Reproduce every item with "marker" replaced by "point", leaving all other text unchanged.

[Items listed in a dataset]
--- begin ---
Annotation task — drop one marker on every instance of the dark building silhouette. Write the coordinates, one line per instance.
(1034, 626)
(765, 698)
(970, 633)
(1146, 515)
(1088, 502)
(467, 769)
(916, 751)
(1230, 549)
--- end ---
Response below:
Annotation task — drop one point on every instance of the dark building silhouette. Write the coordinates, one line per instance.
(1034, 626)
(765, 698)
(970, 633)
(1146, 515)
(1088, 502)
(467, 769)
(916, 751)
(1230, 549)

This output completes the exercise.